*Text shown*
····················

You've just been awarded an NFL expansion team and must build your personnel department. How would you do it? Matt Waldman takes on the exercise.

23 Dec 2003

Week 16 Team Efficiency Ratings

by Aaron Schatz

Here are the team efficiency ratings after Week 16, measured by our proprietary Value Over Average (VOA) system that breaks down every single play and compares a team's performance to the league averaged based on situation in order to determine value over average.  (Explained further here.)

Let me get this out of the way first.  If you are visiting for the first time and want to know why Tampa rates so high and New England so low, I've already gone over the reasons for this numerous times.  Rather than just restate them I'll point you to this and this and this to explain why Tampa Bay has been a better team this year than the won-loss record shows and I'll point you to this and this to explain that New England doesn't rank on top of our ratings because the Pats are a historical anomaly with an unmatched run of consistently good but not great play.

Speaking of that unmatched run -- for those who didn't catch this statistic during the game, the Patriots were the first team in NFL history to win 10 games in a row, all by 14 points or less.  Then they went out and won their 11th straight game by 14 points or less.  As much as we Pats fans want to think we're going to spank the Bills this week in revenge for Week 1, the Pats will probably go out and win their 12th straight game by 14 points or less.

····················

*Recorded information*
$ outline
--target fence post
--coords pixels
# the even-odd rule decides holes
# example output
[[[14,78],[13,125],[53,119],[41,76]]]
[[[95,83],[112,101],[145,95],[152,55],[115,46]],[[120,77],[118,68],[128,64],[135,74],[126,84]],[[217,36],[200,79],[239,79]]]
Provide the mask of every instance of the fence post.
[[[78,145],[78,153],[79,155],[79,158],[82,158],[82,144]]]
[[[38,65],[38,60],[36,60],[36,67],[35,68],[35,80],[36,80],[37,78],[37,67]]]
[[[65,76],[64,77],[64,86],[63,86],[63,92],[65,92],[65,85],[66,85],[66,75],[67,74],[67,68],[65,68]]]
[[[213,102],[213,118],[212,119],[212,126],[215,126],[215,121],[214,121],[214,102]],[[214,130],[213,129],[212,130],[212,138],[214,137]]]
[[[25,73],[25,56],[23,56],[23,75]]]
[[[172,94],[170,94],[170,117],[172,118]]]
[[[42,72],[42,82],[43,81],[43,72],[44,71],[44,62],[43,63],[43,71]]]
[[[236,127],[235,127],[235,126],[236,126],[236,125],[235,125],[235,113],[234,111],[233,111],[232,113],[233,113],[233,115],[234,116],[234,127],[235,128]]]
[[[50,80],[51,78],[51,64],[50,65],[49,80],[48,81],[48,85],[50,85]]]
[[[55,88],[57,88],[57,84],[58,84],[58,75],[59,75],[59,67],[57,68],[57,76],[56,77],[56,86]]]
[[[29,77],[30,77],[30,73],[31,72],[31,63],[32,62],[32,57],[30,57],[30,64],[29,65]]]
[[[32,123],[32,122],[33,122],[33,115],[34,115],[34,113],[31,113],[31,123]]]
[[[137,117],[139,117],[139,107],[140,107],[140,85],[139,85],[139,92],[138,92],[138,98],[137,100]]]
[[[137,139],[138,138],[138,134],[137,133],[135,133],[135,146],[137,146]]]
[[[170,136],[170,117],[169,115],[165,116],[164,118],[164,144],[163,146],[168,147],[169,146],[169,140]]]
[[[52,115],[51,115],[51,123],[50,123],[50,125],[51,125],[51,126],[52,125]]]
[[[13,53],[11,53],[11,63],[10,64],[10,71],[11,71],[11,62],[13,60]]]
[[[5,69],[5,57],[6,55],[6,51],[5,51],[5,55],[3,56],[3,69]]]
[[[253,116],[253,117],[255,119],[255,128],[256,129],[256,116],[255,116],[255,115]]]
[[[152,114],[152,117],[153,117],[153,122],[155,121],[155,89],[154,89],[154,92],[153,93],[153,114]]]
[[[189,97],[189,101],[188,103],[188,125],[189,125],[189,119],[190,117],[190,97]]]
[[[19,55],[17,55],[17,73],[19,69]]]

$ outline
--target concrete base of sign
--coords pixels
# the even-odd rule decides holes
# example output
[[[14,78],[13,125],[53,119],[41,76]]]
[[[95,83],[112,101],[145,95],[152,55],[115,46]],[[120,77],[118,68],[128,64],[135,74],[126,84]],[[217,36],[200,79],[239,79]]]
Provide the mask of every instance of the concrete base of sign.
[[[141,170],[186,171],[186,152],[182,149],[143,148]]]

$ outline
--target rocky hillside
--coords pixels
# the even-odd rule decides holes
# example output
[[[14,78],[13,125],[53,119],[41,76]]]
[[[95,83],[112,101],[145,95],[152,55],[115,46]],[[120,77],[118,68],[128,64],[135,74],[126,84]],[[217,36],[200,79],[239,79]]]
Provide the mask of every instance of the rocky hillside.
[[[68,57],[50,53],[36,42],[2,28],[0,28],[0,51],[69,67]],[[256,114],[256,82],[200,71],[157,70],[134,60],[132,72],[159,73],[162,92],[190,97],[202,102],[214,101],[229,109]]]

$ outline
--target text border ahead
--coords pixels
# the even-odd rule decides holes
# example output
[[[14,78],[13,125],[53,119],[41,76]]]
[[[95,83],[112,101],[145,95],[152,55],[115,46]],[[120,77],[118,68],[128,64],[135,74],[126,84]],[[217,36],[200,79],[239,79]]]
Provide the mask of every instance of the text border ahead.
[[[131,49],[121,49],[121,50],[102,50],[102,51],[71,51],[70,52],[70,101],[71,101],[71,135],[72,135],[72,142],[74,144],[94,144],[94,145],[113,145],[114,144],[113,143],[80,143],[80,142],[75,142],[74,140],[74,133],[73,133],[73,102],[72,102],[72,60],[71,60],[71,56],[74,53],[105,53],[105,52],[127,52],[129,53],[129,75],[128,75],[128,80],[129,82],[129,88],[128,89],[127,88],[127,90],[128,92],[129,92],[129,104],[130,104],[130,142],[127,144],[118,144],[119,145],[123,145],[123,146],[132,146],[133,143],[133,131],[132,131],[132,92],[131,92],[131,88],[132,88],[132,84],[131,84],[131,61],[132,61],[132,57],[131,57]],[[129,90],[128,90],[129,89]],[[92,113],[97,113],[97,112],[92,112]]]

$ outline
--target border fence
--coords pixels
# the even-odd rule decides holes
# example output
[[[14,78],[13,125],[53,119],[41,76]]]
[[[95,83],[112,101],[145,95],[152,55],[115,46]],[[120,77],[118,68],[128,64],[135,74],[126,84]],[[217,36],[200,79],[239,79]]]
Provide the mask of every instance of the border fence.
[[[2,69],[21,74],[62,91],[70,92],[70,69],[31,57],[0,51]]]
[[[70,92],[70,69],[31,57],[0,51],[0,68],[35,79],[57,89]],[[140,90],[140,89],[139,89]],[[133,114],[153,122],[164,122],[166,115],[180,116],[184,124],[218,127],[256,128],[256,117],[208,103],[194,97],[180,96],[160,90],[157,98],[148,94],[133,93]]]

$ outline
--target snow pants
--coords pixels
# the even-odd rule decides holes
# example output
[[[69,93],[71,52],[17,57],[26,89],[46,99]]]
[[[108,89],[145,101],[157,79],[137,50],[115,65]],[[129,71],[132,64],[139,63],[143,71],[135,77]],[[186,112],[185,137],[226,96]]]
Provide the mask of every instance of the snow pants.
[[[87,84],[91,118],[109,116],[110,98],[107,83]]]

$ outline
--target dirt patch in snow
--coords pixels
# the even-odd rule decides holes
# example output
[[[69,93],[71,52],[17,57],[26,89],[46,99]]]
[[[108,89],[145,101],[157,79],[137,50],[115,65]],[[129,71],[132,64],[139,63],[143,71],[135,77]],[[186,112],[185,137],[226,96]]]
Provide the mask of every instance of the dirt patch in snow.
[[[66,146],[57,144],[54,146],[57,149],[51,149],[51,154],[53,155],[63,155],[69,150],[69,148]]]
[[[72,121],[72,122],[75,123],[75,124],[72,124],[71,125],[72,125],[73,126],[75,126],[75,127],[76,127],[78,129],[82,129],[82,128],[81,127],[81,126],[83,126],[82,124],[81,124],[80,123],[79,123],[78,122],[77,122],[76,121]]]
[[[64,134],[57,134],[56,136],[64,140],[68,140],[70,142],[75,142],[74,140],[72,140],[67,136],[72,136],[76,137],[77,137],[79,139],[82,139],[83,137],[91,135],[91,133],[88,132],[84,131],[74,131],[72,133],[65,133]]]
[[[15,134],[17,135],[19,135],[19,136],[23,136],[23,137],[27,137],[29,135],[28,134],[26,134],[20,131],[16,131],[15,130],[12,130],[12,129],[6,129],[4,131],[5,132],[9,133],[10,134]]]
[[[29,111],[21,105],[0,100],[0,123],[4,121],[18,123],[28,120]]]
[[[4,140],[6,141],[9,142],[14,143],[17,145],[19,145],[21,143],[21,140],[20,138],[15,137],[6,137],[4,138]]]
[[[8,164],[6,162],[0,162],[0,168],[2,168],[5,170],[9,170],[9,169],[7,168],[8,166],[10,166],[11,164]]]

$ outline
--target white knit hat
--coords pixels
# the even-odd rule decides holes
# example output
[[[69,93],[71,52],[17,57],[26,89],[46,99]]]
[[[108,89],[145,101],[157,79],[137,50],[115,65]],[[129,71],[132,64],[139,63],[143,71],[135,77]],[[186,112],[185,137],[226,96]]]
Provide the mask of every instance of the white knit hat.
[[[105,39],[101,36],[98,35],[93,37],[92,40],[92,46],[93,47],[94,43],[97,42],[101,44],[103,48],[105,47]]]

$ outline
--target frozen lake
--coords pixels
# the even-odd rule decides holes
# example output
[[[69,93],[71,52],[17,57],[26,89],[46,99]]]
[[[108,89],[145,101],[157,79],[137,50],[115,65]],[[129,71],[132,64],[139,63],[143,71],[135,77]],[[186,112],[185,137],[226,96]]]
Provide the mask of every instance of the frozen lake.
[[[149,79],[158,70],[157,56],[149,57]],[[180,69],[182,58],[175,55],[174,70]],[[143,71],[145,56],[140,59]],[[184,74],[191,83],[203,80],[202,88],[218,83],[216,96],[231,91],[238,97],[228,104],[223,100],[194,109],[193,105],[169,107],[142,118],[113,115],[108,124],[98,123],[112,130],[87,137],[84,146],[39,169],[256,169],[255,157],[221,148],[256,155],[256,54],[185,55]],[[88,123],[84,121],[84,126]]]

····················

*Exercises*
A: List every NFL team that the Week 16 efficiency ratings article mentions by name.
B: Write the next few paragraphs of the Week 16 team efficiency ratings article, picking up after its last sentence.

*Responses in order*
A: Tampa Bay, New England (the Patriots, or Pats), and the Bills.

B:
That revenge ties into the most important reason why the VOA ratings differ from public perception -- the fact that they include all 15 games of the season with equal value.  There are now significant differences between the total season VOA ratings and weighted VOA ratings that gradually give less and less impact to early-season games.  Kansas City remains the top rated team in total season VOA, but they fall out of the top spot in weighted VOA ratings this week due to their recent defensive struggles.  Instead, St. Louis is now the top team in weighted VOA.  Tennessee and New England, who still stand at #7 and #8 in total VOA due to early season struggles, rank #2 and #3 in weighted VOA.

One interesting statistic to look at is the "FOREST INDEX" we introduced a couple weeks ago, which I'm now calling "ESTIMATED WINS" based on a reader suggestion.  This is the statistic that combines general performance with performance in key situations as well as team consistency.  Four teams are now in a virtual tie with 10.4 estimated wins -- Kansas City, New England, Seattle, and Tampa Bay.  But of those four teams, only one has trended upward as the season has moved forward: the Patriots.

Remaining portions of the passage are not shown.